Actions à mener:
- A) Renvoie le passage de l'article sur J'ai tué ma mère allant de "J’ai tué ma mère, le" à "incroyable aventure cannoise?".
- B) D'après l'article sur J'ai tué ma mère, combien de prix de la Quinzaine le film a-t-il remportés ?

J'ai tué ma mère : L'enfant terrible
Cinéma

J’ai tué ma mère : L’enfant terrible

J’ai tué ma mère, le premier film du jeune Xavier Dolan, a fait sensation à la Quinzaine des réalisateurs. Rarement un réalisateur aura si bien investi son argent de poche…

"Parlez-en en bien, parlez-en en mal, mais parlez-en!" dit-on… D’accord, mais à force de parler du premier film de Xavier Dolan, ne sommes-nous pas en train de le tuer? Ou, encore, de provoquer une "écoeurantite" aiguë chez le public qui entend parler de ce film-cendrillon depuis son incroyable aventure cannoise?

"J’avoue que j’ai eu peur…, se souvient Anne Dorval. À Cannes, on avait envie de célébrer ce formidable représentant du Québec, mais de retour à Montréal, allait-on oublier que le film avait coûté 800 000 dollars, que Xavier n’avait pas totalement fait tout ce qu’il voulait, faute de temps et d’argent?"

J’ai tué ma mère a raflé trois des quatre prix de la Quinzaine et la prestation d’Anne Dorval a mérité de chaleureux applaudissements. Qui plus est, cette première oeuvre à forte saveur autobiographique était parmi les favorites pour la très convoitée Caméra d’or. Tout de même, les médias auraient-ils fait tout un plat de J’ai tué ma mère?

Lignes de pointage d'objets nommés
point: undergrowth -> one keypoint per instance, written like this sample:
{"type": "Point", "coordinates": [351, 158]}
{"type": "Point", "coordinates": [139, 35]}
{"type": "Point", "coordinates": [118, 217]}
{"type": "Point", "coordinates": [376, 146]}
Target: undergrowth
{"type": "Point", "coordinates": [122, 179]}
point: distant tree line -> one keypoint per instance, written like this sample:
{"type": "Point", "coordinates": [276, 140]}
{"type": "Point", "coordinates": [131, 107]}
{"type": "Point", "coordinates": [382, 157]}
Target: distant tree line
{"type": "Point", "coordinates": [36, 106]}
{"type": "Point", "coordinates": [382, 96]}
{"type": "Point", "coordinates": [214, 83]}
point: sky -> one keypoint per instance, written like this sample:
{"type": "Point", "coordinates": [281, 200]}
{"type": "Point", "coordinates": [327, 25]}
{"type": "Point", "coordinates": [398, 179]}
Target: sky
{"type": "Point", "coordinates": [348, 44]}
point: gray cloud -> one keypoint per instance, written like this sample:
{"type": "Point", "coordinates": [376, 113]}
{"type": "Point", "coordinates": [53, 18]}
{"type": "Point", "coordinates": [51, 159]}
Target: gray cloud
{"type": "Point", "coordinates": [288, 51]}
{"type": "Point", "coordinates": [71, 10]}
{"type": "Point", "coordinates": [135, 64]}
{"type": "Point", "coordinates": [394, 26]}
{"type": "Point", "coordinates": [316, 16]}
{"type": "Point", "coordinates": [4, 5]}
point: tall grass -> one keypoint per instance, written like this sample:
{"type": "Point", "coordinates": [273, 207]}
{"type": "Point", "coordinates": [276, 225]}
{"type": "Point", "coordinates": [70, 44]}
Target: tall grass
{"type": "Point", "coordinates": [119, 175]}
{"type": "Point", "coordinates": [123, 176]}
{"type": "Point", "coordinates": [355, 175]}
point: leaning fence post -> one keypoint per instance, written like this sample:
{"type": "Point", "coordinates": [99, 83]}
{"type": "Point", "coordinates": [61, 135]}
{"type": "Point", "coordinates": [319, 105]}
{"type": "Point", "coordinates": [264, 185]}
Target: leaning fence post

Solutions par tâche:
- A)
J’ai tué ma mère, le premier film du jeune Xavier Dolan, a fait sensation à la Quinzaine des réalisateurs. Rarement un réalisateur aura si bien investi son argent de poche…

"Parlez-en en bien, parlez-en en mal, mais parlez-en!" dit-on… D’accord, mais à force de parler du premier film de Xavier Dolan, ne sommes-nous pas en train de le tuer? Ou, encore, de provoquer une "écoeurantite" aiguë chez le public qui entend parler de ce film-cendrillon depuis son incroyable aventure cannoise?

- B) Trois des quatre prix de la Quinzaine.